Boeing has applied to the Federal government for a $60 billion bailout. The troubled aircraft manufacturer is in need of rescuing but has indulged in $54.9 billion of stock buybacks in support of its stock price.
Former UN ambassador and ex-South Carolina governor, Nikki Halley resigned from Boeing’s board, saying that she opposes federal support for Boeing. Smart political move. Public anger is growing.
Many corporations used stock buybacks to boost earnings per share after earnings growth slowed in 2014/15. Boeing was no exception.
The company had a reputation for engineering fine aircraft but in recent years that focus has shifted to financial engineering and cost-cutting to boost earnings per share. Free cash flow was squandered on stock buybacks, dividends and executive bonuses. No reserves were accumulated for a rainy day.

Supplied information:

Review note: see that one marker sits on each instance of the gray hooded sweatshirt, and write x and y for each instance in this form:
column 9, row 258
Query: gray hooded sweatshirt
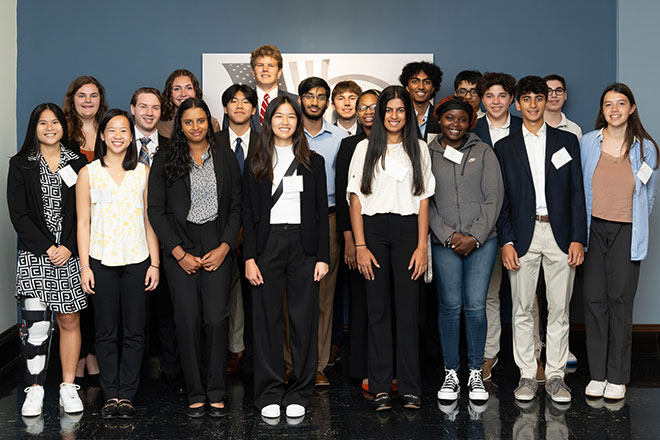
column 468, row 196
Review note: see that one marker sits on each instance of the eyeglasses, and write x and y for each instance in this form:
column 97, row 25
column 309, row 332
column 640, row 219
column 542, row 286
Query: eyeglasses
column 310, row 97
column 465, row 92
column 363, row 108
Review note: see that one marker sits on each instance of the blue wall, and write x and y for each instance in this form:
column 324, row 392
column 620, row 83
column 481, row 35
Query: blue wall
column 129, row 44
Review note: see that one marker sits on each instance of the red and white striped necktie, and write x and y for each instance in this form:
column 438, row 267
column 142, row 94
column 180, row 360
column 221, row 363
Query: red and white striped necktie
column 264, row 106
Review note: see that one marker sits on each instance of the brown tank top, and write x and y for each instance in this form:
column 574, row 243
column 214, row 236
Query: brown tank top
column 613, row 186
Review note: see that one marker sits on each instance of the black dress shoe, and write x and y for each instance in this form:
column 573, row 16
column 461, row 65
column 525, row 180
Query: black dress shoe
column 174, row 383
column 383, row 402
column 217, row 412
column 110, row 409
column 196, row 412
column 411, row 401
column 125, row 410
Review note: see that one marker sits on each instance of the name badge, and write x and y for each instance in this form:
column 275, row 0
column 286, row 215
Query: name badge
column 292, row 184
column 101, row 196
column 68, row 176
column 453, row 155
column 561, row 158
column 644, row 173
column 395, row 169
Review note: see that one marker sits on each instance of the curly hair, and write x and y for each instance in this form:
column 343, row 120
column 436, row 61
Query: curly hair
column 177, row 161
column 169, row 109
column 74, row 124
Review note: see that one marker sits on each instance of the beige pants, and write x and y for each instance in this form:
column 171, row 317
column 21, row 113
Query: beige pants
column 559, row 278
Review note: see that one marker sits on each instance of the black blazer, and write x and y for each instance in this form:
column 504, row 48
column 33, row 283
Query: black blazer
column 26, row 209
column 313, row 211
column 169, row 204
column 342, row 163
column 564, row 192
column 481, row 128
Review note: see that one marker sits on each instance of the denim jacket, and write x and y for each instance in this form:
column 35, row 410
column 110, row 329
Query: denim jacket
column 644, row 193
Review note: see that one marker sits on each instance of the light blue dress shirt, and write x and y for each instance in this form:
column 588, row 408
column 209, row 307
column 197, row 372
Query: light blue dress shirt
column 644, row 193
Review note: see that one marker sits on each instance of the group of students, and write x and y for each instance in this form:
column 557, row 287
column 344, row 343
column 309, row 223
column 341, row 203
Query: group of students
column 109, row 205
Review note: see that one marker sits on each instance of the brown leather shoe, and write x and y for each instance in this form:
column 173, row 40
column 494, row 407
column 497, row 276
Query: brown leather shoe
column 487, row 367
column 234, row 362
column 540, row 371
column 322, row 380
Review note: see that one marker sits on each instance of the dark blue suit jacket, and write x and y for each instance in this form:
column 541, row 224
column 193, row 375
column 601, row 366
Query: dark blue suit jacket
column 481, row 128
column 563, row 191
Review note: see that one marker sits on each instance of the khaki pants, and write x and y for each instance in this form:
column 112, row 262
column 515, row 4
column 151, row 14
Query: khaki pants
column 559, row 278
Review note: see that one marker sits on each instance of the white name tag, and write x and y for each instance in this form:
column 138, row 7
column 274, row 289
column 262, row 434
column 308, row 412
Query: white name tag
column 68, row 175
column 561, row 158
column 395, row 169
column 644, row 173
column 100, row 195
column 292, row 184
column 453, row 155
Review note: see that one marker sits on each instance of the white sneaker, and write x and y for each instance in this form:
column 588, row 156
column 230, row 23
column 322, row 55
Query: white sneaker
column 271, row 411
column 595, row 388
column 451, row 387
column 69, row 399
column 614, row 391
column 34, row 401
column 295, row 410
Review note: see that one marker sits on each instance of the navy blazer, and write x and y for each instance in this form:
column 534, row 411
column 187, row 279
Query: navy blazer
column 564, row 192
column 481, row 128
column 314, row 222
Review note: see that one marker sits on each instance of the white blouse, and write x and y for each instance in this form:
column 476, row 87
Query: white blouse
column 392, row 186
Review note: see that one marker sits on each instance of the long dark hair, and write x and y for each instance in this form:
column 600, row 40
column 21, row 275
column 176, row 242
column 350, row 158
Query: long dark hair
column 31, row 143
column 261, row 161
column 177, row 160
column 69, row 108
column 100, row 149
column 377, row 148
column 634, row 127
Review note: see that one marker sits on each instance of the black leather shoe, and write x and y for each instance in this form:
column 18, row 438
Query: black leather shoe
column 217, row 412
column 383, row 402
column 196, row 412
column 126, row 410
column 411, row 401
column 110, row 409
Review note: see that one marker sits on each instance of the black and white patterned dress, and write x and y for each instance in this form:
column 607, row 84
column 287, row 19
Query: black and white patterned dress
column 36, row 276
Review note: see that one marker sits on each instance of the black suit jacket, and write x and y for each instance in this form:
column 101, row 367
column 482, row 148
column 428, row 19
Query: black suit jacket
column 169, row 204
column 26, row 209
column 342, row 163
column 481, row 128
column 313, row 211
column 564, row 192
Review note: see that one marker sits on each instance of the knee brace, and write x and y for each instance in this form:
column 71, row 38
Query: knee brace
column 35, row 331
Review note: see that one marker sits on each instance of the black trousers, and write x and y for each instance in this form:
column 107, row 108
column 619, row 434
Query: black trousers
column 120, row 302
column 201, row 304
column 610, row 282
column 285, row 266
column 392, row 239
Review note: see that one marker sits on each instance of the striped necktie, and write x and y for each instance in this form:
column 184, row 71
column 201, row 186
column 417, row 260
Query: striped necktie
column 264, row 106
column 144, row 151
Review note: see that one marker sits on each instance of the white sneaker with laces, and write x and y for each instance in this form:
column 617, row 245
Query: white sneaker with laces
column 614, row 391
column 34, row 401
column 595, row 388
column 451, row 387
column 476, row 386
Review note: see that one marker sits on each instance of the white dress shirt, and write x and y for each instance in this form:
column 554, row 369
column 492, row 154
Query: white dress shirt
column 535, row 147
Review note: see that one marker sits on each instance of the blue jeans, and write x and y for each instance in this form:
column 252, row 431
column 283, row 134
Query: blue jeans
column 462, row 283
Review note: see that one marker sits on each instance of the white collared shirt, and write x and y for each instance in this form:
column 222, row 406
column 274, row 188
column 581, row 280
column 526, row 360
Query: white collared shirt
column 151, row 146
column 535, row 147
column 497, row 133
column 245, row 141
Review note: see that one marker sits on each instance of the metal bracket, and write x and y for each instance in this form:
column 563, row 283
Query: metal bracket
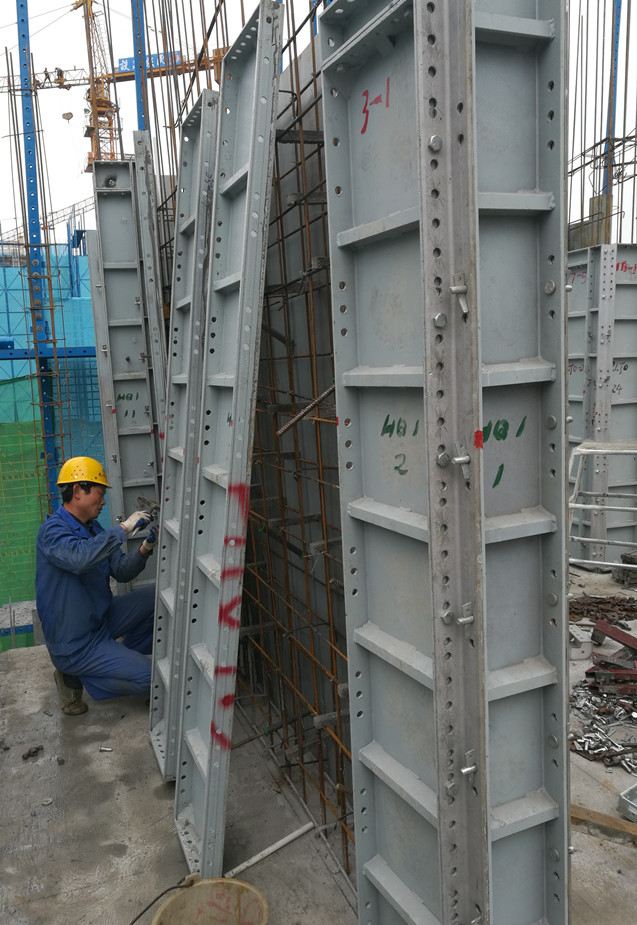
column 467, row 617
column 459, row 288
column 461, row 459
column 470, row 766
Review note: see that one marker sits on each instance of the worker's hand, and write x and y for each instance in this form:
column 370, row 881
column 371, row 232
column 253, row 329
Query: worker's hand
column 136, row 521
column 149, row 542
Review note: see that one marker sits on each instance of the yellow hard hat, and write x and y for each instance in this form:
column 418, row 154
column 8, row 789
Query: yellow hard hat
column 82, row 469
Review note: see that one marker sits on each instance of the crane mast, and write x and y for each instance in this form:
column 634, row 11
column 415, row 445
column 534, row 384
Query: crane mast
column 101, row 127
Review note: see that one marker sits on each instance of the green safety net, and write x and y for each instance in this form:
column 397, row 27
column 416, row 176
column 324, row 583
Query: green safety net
column 23, row 502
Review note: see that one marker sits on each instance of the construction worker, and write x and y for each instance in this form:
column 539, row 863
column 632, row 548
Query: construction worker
column 81, row 619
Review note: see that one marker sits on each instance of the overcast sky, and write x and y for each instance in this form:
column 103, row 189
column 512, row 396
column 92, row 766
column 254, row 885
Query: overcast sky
column 58, row 40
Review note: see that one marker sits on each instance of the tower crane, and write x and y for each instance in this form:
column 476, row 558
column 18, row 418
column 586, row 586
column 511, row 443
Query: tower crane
column 101, row 126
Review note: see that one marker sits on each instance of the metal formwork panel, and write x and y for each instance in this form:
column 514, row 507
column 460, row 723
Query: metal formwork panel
column 211, row 610
column 124, row 365
column 146, row 201
column 444, row 155
column 185, row 370
column 602, row 367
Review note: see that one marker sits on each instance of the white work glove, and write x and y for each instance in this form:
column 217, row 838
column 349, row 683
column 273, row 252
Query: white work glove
column 135, row 522
column 149, row 542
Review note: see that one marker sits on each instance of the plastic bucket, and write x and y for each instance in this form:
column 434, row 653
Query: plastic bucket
column 215, row 902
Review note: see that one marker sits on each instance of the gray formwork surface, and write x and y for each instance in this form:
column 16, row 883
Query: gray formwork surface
column 602, row 366
column 185, row 370
column 124, row 355
column 450, row 396
column 240, row 214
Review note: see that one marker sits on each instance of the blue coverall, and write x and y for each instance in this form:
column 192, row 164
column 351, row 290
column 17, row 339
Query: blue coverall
column 80, row 617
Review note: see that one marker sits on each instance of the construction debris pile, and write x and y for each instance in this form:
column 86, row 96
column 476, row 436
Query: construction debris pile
column 601, row 713
column 606, row 700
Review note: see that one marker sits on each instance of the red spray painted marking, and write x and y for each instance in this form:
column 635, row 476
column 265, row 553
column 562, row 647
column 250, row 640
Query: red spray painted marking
column 220, row 738
column 242, row 493
column 235, row 572
column 225, row 611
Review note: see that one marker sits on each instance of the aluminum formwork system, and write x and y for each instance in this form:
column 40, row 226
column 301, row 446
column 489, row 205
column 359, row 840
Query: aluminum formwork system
column 146, row 201
column 211, row 609
column 602, row 367
column 124, row 365
column 185, row 368
column 448, row 312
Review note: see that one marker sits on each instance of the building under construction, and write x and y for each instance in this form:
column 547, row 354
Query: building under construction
column 338, row 312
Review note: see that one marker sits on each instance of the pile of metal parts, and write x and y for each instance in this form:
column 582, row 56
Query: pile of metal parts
column 614, row 672
column 601, row 713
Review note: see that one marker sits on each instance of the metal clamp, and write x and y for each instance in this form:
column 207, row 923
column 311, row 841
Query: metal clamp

Work to be completed: Reproduce the passage on Boeing's bailout request and stock buybacks in full, word for word.

Written solution:
Boeing has applied to the Federal government for a $60 billion bailout. The troubled aircraft manufacturer is in need of rescuing but has indulged in $54.9 billion of stock buybacks in support of its stock price.
Former UN ambassador and ex-South Carolina governor, Nikki Halley resigned from Boeing’s board, saying that she opposes federal support for Boeing. Smart political move. Public anger is growing.
Many corporations used stock buybacks to boost earnings per share after earnings growth slowed in 2014/15. Boeing was no exception.
The company had a reputation for engineering fine aircraft but in recent years that focus has shifted to financial engineering and cost-cutting to boost earnings per share. Free cash flow was squandered on stock buybacks, dividends and executive bonuses. No reserves were accumulated for a rainy day.